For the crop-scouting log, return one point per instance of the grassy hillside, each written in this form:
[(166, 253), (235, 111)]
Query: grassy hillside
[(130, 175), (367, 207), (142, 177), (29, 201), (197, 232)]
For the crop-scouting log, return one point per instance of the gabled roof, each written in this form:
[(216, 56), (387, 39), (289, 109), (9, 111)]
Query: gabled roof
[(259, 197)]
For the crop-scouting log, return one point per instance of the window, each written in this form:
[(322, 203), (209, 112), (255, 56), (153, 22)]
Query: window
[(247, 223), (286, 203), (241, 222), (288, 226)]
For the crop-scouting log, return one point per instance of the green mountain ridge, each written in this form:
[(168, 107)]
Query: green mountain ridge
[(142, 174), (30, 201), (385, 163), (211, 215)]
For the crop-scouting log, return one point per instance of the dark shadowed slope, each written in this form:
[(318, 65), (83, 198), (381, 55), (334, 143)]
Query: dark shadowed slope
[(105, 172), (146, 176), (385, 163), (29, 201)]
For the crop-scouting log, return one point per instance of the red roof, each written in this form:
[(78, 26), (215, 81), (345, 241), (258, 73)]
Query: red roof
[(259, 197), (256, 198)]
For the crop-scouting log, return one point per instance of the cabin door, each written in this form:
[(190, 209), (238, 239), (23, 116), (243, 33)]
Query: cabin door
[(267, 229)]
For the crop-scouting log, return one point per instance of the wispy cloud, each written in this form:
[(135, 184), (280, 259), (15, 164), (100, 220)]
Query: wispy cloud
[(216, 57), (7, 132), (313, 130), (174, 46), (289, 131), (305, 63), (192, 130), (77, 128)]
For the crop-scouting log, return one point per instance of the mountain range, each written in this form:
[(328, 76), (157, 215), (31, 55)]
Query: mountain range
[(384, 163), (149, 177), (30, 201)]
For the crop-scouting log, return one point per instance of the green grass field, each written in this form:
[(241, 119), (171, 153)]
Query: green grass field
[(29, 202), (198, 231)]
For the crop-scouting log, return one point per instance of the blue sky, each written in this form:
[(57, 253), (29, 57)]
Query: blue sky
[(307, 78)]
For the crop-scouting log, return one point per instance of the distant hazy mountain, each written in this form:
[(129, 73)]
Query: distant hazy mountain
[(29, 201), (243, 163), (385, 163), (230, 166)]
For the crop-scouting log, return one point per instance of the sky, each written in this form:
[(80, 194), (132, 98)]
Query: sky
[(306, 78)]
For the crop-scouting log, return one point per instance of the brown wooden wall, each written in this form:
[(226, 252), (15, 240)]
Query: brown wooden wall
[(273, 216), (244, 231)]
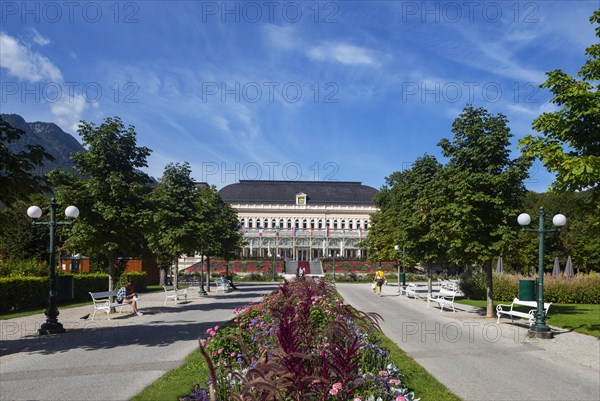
**********
◆ **Brief**: What you return should match the material line for line, with the images removed.

◆ **Solution to this task**:
For the crop-scouting log, return one point per instance of the grassy hillside, each written in this form:
[(166, 253), (235, 111)]
Query: grassy hillside
[(130, 175), (367, 207), (142, 177), (29, 201), (197, 232)]
For the crop-scouting log, return one point per instance of the gabled roof, each written in this form:
[(216, 56), (387, 39), (289, 109), (9, 111)]
Query: gabled roof
[(259, 197)]
For the crop-scouting log, return one point per instance of the window, each written in this form:
[(322, 203), (209, 112), (255, 56), (153, 22)]
Query: window
[(247, 223), (286, 203), (241, 222), (288, 226)]
For the crop-scouting log, return one point per instance of the green mountain ridge, each written in this form:
[(168, 107)]
Query: green mountain ridge
[(142, 174), (30, 201), (385, 163), (211, 215)]
For the crop-scouting log, return one point per instance of the dark shadowed slope, each written in this form:
[(318, 65), (83, 198), (381, 55), (334, 143)]
Query: dark shadowed slope
[(105, 172), (146, 176), (385, 163), (29, 201)]
For the crop-scouting log, return one point per instance of the red roof, each written in this form:
[(78, 26), (215, 81), (345, 241), (258, 73)]
Query: red roof
[(259, 197), (256, 198)]
For the crop-scouting log, return one point per instance of the cabin door, each written in this form:
[(190, 209), (238, 239), (23, 116), (243, 33)]
Query: cabin door
[(267, 229)]
For the crop-scouting log, return one point per instance of the wispy cloud, each written in this form:
[(135, 184), (280, 259), (15, 164), (100, 220)]
Query: wispy cloud
[(216, 57), (7, 132), (313, 130), (174, 46), (289, 131), (305, 63), (192, 130), (77, 128)]
For the crop-scouting log, return one point per instance of the mountain range, each written in this form:
[(328, 76), (157, 215), (31, 55)]
Query: mountain range
[(384, 163), (149, 177), (30, 201)]
For the crop-scouting log, return one point per instance of the green grass field, each written in this form:
[(241, 119), (171, 153)]
Query: green grass field
[(29, 202), (198, 231)]
For the crop-scouting log, return one point per instance of the blue sky, each written in this form:
[(57, 253), (29, 57)]
Query: blue sky
[(307, 78)]
For the crop-scouting log, return one point per instance of the distant hazy mountain, each written in this form:
[(129, 73)]
Query: distant hazy mountain
[(29, 201), (243, 163), (385, 163), (230, 166)]
For the crop-scouting log, return one point per instance of the sky, each written in this form:
[(80, 194), (132, 98)]
Query: sky
[(306, 78)]
For the crop-scouting log, return one point per instance of the brown wooden wall, each written in this form:
[(226, 252), (15, 240)]
Query: brown wooden wall
[(273, 216), (244, 231)]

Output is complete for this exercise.